#### PROVIDED PASSAGE ####

Wayne Rooney has only himself to blame as departure from Manchester United to Chelsea seems inevitable

The saga now enveloping the career of Wayne Rooney is a lot less complicated than it might look. At its heart is a beautifully simple truth which England’s leading footballer cannot dodge. Without performance there is no power. 

It all started with a drop in Rooney’s levels at Manchester United. Without the old thrust and zip, he is a static player who can hope to influence games only with isolated moments of brilliance.
If younger opponents go shooting by him, he is vulnerable to the rival claims of team-mates who possess the speed and energy to regain possession. Carrying more bulk than he should, he is bound to perspire and tire too early in matches and therefore look exposed by modern football’s hyper-activeness.
This has nothing to do with politics, pay, reputation or managerial favouritism. It was one of the most fundamental principles of Sir Alex Ferguson’s management that players would play for United only if they could meet the standard the club demanded. It was one of the distinctive strengths of the Ferguson era that no player could guarantee himself a place in the side on the basis of who he was.
In his halcyon years, Rooney gave United what they asked for. He delivered on the promise of his wonderful precocity. With Cristiano Ronaldo he formed one of the club’s most potent partnerships. When Ronaldo moved to Real Madrid, he assumed the mantle of talisman and chief destroyer, for a while.
But there was rarely a sense that he was applying himself to the job as conscientiously as the world’s truly great players.

In the current stand-off, many will trace the roots of the conflict to the autumn of 2010, when Rooney returned from an abysmal World Cup campaign to face newspaper revelations about his private life, and then came close to joining Manchester City after putting his name to a statement questioning United’s “ambitions”.
This laughable suggestion that the most relentlessly successful club in England were failing to match the aspirations of a player who had just bombed at a World Cup ended with United’s American owners electing to inflate his salary to make him stay. But you can only play that game once with a billion-pound corporation when the manager has a track record of seeing off troublemakers.
Even then Rooney might have settled down to become a United luminary at an establishment paying him £250,000 a week. One or two colleagues were understandably offended by his scripted accusation that the club were failing to compete in the transfer market. “Who is he to look down on me?” the recent arrivals might have said. Yet ill-feeling of that type generally subsides so long as there is no repetition.

#### GIVEN INFORMATION ####

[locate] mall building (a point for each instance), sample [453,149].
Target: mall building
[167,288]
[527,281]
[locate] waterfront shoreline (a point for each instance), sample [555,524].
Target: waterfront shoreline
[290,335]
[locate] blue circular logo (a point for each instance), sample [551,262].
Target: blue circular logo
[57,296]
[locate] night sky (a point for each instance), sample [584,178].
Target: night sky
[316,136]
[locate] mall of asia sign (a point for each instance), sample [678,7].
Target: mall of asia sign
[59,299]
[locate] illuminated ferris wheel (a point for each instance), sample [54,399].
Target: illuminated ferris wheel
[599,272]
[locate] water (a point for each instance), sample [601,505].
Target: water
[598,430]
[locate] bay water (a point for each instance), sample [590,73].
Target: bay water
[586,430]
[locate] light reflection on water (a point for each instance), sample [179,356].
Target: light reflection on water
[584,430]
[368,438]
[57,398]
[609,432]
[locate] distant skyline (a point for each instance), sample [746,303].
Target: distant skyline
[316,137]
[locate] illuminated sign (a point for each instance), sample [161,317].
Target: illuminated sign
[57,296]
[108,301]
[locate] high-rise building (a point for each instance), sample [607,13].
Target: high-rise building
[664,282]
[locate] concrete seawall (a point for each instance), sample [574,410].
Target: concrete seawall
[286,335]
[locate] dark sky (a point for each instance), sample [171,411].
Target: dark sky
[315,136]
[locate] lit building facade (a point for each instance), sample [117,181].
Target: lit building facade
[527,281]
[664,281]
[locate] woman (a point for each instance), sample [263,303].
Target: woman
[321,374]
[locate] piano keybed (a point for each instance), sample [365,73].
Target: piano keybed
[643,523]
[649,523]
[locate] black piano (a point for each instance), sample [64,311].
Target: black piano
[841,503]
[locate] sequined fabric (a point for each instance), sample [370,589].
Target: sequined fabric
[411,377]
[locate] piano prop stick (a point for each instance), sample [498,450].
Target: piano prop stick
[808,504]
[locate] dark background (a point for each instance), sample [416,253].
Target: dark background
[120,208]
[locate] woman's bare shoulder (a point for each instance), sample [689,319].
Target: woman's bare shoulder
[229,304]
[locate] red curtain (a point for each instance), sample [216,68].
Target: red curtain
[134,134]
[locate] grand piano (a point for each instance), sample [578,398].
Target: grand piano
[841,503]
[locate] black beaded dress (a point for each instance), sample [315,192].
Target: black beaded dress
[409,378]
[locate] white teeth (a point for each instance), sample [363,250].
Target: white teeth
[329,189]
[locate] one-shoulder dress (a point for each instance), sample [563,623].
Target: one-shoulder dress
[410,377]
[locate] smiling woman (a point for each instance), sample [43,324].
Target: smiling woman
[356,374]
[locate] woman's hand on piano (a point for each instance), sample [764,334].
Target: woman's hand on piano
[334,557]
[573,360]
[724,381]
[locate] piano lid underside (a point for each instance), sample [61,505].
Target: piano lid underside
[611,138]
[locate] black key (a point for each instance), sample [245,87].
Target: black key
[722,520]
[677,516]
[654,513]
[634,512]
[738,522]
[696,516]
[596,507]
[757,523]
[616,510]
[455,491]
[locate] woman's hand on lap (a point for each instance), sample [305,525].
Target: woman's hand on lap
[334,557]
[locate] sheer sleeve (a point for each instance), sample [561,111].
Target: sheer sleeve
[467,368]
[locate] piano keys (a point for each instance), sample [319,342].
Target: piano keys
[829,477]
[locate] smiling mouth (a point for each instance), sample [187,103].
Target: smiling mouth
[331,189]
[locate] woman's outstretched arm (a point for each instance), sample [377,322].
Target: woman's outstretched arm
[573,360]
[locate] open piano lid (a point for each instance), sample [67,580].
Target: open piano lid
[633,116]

####

WHAT TO DO -
**1.** Decide whether each statement agrees with the article about Wayne Rooney, answering yes or no and quoting the article's deciding words: (a) Rooney came close to joining Manchester City in the autumn of 2010; (b) the article says the current situation comes down to the manager playing favorites; (c) United's American owners lowered Rooney's salary to keep him.
**2.** Print the part of the Rooney article from "It all started" to "who he was.", word for word.

OUTPUTS BY TASK -
**1.**
(a) Yes: "then came close to joining Manchester City after putting his name to a statement questioning United’s “ambitions”"
(b) No: "This has nothing to do with politics, pay, reputation or managerial favouritism."
(c) No: "ended with United’s American owners electing to inflate his salary to make him stay"

**2.**
It all started with a drop in Rooney’s levels at Manchester United. Without the old thrust and zip, he is a static player who can hope to influence games only with isolated moments of brilliance.
If younger opponents go shooting by him, he is vulnerable to the rival claims of team-mates who possess the speed and energy to regain possession. Carrying more bulk than he should, he is bound to perspire and tire too early in matches and therefore look exposed by modern football’s hyper-activeness.
This has nothing to do with politics, pay, reputation or managerial favouritism. It was one of the most fundamental principles of Sir Alex Ferguson’s management that players would play for United only if they could meet the standard the club demanded. It was one of the distinctive strengths of the Ferguson era that no player could guarantee himself a place in the side on the basis of who he was.